Supplied information:
════

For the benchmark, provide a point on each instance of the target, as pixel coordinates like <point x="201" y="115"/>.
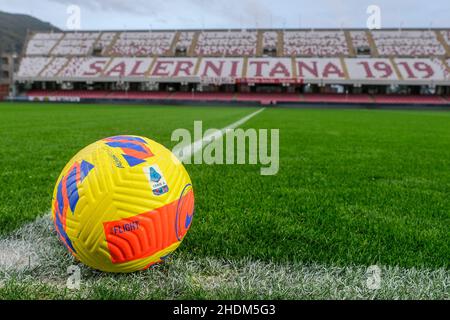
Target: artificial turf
<point x="355" y="187"/>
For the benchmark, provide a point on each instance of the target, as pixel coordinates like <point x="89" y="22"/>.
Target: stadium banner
<point x="238" y="70"/>
<point x="53" y="99"/>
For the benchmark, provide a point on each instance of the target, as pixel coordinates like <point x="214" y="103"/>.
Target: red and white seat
<point x="76" y="44"/>
<point x="407" y="43"/>
<point x="138" y="44"/>
<point x="227" y="43"/>
<point x="315" y="43"/>
<point x="40" y="44"/>
<point x="32" y="66"/>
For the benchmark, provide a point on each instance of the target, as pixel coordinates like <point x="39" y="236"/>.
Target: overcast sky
<point x="195" y="14"/>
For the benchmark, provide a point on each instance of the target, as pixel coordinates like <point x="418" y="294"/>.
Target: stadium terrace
<point x="237" y="61"/>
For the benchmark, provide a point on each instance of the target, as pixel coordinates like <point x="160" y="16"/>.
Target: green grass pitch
<point x="355" y="188"/>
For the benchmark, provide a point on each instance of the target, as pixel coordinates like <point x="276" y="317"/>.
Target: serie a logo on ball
<point x="123" y="204"/>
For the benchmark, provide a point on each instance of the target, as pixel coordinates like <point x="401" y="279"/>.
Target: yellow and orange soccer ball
<point x="123" y="204"/>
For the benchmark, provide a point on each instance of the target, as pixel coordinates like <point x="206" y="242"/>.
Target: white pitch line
<point x="188" y="151"/>
<point x="24" y="248"/>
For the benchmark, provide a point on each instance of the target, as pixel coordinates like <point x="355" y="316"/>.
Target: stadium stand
<point x="141" y="44"/>
<point x="229" y="43"/>
<point x="408" y="43"/>
<point x="409" y="66"/>
<point x="315" y="43"/>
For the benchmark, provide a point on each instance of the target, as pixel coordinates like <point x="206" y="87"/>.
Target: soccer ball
<point x="123" y="204"/>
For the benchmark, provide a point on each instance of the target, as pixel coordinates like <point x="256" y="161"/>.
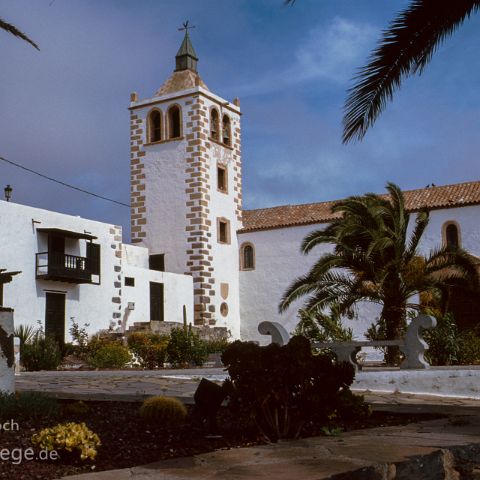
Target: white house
<point x="73" y="268"/>
<point x="195" y="253"/>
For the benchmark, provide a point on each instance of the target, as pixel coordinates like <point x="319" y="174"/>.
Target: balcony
<point x="62" y="267"/>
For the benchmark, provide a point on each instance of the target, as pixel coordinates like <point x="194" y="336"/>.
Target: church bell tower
<point x="186" y="186"/>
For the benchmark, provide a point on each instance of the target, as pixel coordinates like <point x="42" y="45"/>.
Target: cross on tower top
<point x="186" y="58"/>
<point x="186" y="26"/>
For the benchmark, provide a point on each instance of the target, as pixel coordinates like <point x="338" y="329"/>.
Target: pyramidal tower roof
<point x="185" y="75"/>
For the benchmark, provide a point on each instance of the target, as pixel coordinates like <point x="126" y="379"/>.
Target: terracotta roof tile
<point x="447" y="196"/>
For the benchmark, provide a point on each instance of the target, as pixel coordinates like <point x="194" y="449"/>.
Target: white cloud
<point x="329" y="53"/>
<point x="334" y="52"/>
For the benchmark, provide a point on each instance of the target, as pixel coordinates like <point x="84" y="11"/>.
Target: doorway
<point x="55" y="316"/>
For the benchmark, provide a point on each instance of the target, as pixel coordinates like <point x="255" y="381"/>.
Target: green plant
<point x="80" y="338"/>
<point x="185" y="347"/>
<point x="27" y="405"/>
<point x="25" y="333"/>
<point x="216" y="345"/>
<point x="283" y="388"/>
<point x="320" y="327"/>
<point x="151" y="348"/>
<point x="69" y="437"/>
<point x="376" y="258"/>
<point x="42" y="353"/>
<point x="109" y="355"/>
<point x="166" y="411"/>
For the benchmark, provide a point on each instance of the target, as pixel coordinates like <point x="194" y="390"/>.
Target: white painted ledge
<point x="459" y="382"/>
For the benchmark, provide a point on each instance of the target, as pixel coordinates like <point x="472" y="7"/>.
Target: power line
<point x="63" y="183"/>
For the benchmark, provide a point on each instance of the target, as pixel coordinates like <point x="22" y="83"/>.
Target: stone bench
<point x="412" y="345"/>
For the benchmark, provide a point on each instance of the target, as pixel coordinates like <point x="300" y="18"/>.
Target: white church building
<point x="196" y="255"/>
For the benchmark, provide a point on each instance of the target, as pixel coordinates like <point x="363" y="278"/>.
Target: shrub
<point x="108" y="355"/>
<point x="25" y="333"/>
<point x="43" y="353"/>
<point x="76" y="408"/>
<point x="167" y="411"/>
<point x="448" y="346"/>
<point x="150" y="348"/>
<point x="185" y="347"/>
<point x="27" y="405"/>
<point x="217" y="345"/>
<point x="80" y="338"/>
<point x="69" y="437"/>
<point x="283" y="388"/>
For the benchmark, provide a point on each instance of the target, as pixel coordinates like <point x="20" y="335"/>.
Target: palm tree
<point x="406" y="48"/>
<point x="16" y="32"/>
<point x="374" y="259"/>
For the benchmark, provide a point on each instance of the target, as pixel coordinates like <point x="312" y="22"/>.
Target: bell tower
<point x="186" y="186"/>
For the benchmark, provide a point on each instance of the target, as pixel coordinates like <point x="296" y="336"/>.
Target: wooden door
<point x="55" y="316"/>
<point x="156" y="301"/>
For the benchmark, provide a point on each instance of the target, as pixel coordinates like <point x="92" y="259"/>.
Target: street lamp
<point x="8" y="193"/>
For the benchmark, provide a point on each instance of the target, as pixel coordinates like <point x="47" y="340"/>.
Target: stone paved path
<point x="131" y="385"/>
<point x="429" y="448"/>
<point x="117" y="385"/>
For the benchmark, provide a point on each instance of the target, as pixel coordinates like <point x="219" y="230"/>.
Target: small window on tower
<point x="155" y="126"/>
<point x="214" y="124"/>
<point x="157" y="262"/>
<point x="222" y="181"/>
<point x="451" y="235"/>
<point x="226" y="131"/>
<point x="247" y="257"/>
<point x="223" y="230"/>
<point x="174" y="127"/>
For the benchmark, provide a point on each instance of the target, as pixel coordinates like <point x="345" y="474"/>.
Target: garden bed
<point x="128" y="441"/>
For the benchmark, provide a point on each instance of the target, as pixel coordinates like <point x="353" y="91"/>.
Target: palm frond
<point x="405" y="49"/>
<point x="421" y="223"/>
<point x="16" y="32"/>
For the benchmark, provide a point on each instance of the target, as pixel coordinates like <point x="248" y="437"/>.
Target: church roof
<point x="185" y="75"/>
<point x="181" y="80"/>
<point x="446" y="196"/>
<point x="186" y="48"/>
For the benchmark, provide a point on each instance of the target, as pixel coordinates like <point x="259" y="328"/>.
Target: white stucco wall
<point x="165" y="186"/>
<point x="26" y="295"/>
<point x="279" y="262"/>
<point x="223" y="205"/>
<point x="178" y="289"/>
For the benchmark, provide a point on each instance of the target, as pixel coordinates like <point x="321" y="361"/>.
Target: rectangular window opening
<point x="223" y="231"/>
<point x="222" y="179"/>
<point x="157" y="262"/>
<point x="156" y="301"/>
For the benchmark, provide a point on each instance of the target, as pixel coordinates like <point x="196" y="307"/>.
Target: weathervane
<point x="186" y="27"/>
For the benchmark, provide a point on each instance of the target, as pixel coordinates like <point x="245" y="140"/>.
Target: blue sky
<point x="63" y="110"/>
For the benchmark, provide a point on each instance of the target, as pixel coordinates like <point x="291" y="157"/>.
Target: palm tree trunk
<point x="394" y="315"/>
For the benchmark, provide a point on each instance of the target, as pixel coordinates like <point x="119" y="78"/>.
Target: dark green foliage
<point x="320" y="327"/>
<point x="217" y="345"/>
<point x="25" y="333"/>
<point x="151" y="348"/>
<point x="376" y="258"/>
<point x="80" y="339"/>
<point x="27" y="405"/>
<point x="283" y="388"/>
<point x="76" y="408"/>
<point x="43" y="353"/>
<point x="112" y="354"/>
<point x="185" y="347"/>
<point x="448" y="346"/>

════

Instructions for the task:
Collect every line of the rows above that contains the string "tower", copying each such line in full. Matching is case-sensitive.

Solution to this exercise:
Target: church bell tower
Target: cross on tower top
Target: pyramidal tower roof
Target: bell tower
Target: small window on tower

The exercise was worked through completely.